▸ **Work required**
How many lines of the records below contain the word "onion"? Reply with the number only.

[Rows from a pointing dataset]
○ ○ ○ ○ ○ ○ ○

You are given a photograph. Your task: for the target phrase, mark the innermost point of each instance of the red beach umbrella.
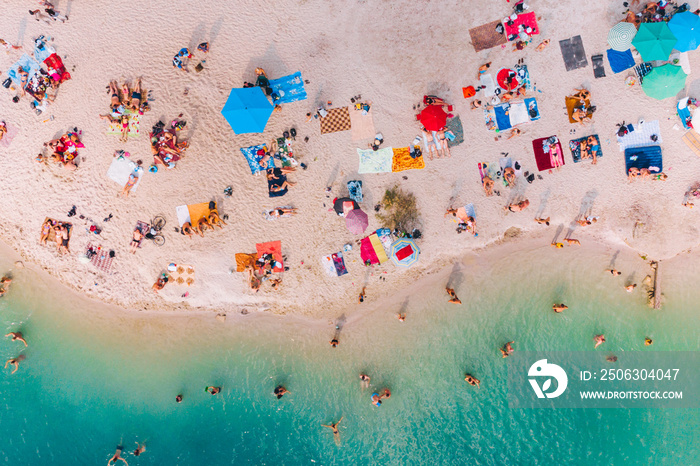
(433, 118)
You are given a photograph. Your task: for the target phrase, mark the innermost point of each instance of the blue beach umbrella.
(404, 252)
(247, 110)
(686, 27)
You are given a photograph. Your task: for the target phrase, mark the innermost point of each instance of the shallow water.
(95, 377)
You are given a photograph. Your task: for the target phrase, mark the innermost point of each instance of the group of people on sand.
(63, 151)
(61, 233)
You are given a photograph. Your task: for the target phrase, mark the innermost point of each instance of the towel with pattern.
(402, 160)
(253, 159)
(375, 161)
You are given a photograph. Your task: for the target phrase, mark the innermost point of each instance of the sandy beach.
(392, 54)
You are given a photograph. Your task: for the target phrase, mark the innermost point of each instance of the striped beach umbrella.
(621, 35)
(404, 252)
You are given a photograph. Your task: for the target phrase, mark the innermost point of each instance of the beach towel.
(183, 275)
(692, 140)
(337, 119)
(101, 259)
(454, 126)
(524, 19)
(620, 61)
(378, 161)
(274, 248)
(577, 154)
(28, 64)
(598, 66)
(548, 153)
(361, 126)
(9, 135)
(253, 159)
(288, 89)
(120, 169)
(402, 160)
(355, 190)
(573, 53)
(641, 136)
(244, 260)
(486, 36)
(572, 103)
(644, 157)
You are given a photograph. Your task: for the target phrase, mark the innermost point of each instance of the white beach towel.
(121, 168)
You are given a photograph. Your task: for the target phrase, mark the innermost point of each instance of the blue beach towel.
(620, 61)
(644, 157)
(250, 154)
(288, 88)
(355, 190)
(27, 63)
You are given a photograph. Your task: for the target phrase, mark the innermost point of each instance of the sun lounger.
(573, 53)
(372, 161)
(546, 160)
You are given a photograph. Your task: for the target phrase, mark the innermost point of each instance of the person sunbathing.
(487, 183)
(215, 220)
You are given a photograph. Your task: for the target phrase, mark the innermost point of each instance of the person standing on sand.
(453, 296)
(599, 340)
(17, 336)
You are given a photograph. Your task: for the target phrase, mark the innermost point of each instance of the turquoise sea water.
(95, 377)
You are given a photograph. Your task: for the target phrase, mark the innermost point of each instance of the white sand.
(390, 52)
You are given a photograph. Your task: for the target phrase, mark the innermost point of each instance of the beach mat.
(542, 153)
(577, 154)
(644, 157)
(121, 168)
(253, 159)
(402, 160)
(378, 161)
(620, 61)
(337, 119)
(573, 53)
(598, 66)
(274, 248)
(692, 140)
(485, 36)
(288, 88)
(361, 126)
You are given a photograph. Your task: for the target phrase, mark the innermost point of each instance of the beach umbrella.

○ ○ ○ ○ ○ ○ ○

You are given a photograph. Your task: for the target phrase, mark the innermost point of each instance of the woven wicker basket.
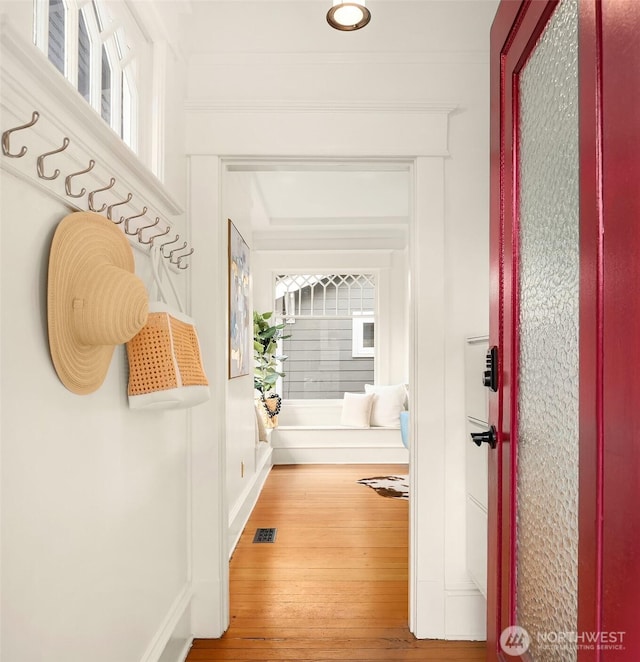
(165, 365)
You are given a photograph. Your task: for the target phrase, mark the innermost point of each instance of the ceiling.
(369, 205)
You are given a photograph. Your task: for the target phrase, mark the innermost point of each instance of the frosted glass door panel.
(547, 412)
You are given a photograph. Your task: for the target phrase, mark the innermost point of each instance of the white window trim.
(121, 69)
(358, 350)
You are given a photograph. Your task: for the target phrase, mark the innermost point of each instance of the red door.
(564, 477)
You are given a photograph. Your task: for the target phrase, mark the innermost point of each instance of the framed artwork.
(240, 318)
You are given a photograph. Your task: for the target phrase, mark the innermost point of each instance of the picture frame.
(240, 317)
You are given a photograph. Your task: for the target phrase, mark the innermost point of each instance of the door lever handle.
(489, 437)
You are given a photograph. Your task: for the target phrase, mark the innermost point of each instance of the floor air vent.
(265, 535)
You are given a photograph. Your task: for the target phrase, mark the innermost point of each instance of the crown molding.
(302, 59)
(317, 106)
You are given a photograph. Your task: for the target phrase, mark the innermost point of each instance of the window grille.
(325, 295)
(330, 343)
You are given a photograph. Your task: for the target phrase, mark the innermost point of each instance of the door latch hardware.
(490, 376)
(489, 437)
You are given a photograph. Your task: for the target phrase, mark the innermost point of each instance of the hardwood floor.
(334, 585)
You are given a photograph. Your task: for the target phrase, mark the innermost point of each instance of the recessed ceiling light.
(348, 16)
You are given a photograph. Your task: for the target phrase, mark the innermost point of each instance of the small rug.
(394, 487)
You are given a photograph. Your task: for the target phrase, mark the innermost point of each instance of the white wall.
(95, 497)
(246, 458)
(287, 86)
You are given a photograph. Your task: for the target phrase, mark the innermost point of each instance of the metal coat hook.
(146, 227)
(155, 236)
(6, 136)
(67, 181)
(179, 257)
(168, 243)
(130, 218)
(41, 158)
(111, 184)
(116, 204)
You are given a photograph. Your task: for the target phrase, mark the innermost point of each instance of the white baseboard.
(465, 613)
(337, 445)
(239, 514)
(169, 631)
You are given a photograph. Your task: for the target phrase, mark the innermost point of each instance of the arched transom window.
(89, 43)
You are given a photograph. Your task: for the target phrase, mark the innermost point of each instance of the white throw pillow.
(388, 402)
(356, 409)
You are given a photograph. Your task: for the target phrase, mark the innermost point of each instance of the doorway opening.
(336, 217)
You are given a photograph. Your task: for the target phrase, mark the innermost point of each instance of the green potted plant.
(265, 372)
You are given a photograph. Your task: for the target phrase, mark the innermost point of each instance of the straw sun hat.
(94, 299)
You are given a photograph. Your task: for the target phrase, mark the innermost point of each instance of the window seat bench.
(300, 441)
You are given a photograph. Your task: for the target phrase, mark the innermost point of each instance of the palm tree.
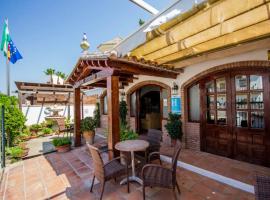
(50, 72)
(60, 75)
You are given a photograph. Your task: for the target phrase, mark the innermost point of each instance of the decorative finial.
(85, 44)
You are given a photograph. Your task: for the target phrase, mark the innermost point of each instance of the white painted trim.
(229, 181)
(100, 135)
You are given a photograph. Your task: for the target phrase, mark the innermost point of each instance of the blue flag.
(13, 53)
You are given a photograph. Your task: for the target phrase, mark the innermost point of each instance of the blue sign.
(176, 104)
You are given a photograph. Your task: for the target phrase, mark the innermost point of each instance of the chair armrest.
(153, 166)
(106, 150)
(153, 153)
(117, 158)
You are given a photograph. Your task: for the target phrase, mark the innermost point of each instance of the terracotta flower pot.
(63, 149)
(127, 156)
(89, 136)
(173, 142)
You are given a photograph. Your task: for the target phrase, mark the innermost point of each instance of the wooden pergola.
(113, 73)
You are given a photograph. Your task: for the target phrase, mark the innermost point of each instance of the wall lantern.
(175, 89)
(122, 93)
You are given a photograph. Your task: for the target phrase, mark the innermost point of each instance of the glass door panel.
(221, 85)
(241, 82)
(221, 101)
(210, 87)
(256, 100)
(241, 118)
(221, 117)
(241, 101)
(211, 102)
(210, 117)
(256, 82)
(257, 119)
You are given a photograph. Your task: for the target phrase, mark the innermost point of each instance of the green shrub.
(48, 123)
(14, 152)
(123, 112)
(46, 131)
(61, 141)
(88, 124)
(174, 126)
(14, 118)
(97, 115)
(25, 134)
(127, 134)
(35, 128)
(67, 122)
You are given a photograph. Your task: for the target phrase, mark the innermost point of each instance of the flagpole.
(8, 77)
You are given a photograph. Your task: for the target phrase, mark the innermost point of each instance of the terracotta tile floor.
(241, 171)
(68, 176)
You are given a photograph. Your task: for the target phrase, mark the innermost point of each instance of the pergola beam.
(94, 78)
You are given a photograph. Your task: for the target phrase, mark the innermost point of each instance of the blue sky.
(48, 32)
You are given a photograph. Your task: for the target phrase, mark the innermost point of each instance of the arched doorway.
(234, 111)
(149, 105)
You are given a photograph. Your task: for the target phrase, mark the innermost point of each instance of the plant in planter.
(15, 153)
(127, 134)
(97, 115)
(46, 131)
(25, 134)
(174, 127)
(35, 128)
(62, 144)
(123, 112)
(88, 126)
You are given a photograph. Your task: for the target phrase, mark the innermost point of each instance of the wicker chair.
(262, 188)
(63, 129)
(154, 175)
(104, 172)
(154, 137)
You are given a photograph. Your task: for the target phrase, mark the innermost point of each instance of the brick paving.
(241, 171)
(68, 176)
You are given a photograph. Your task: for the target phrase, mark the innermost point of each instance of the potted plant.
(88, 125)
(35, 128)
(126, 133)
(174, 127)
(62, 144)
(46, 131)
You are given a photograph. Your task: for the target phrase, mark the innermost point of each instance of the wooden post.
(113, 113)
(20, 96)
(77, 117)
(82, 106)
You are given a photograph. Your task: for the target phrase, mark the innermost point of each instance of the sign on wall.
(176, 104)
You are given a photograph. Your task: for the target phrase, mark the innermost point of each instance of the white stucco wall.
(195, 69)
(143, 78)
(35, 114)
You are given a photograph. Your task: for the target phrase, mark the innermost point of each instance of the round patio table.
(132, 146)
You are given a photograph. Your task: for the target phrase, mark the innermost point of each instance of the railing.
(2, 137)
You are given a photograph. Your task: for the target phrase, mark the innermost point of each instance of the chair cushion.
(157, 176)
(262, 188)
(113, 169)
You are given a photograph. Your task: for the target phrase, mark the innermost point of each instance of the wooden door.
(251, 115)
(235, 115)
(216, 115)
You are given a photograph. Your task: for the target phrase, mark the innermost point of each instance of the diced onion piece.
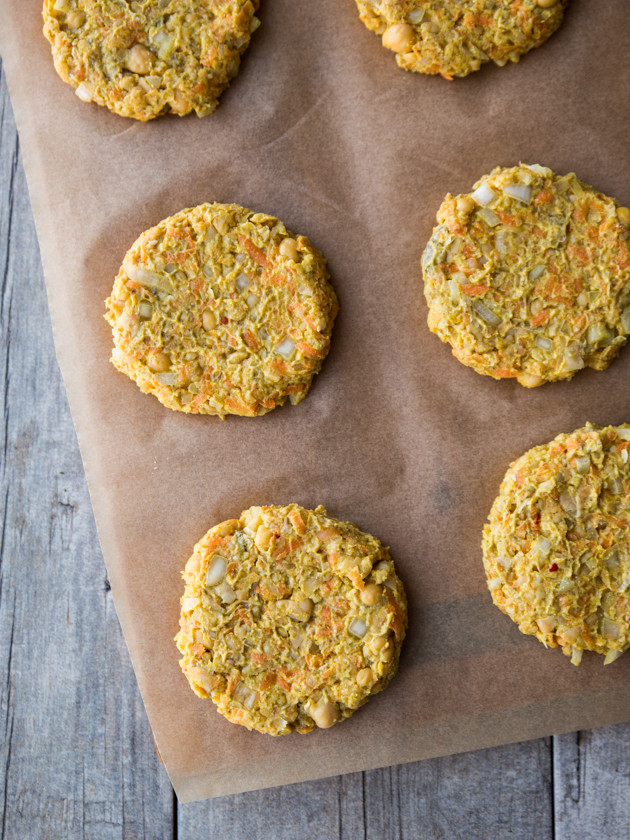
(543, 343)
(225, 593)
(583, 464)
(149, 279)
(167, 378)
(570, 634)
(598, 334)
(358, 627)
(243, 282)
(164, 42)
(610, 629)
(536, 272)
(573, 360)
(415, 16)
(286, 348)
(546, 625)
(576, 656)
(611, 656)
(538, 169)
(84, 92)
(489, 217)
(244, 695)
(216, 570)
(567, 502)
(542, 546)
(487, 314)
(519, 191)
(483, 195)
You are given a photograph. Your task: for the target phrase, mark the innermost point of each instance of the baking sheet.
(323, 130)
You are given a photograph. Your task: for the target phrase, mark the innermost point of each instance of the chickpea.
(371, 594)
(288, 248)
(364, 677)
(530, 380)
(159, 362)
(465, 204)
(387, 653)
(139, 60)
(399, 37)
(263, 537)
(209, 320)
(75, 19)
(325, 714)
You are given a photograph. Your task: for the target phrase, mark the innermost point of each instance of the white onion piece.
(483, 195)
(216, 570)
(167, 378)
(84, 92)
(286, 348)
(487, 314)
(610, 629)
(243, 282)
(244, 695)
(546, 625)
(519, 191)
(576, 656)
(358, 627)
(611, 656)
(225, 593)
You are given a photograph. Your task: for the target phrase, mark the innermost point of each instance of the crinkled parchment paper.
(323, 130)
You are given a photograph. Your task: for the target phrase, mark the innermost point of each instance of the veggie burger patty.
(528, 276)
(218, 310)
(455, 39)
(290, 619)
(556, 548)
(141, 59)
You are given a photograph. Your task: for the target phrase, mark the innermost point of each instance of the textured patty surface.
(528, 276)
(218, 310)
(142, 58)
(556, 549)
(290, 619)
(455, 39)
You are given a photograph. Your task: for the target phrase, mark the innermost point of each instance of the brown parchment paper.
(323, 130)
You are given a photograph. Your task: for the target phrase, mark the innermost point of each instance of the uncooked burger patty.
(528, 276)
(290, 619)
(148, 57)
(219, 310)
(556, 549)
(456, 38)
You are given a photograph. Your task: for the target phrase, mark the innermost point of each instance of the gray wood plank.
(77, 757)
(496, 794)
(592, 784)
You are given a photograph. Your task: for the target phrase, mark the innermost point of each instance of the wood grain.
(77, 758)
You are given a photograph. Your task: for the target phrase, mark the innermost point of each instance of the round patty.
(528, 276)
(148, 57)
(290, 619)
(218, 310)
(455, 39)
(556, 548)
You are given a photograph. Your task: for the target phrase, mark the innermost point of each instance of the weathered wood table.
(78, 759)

○ ○ ○ ○ ○ ○ ○

▸ **Result of the task**
2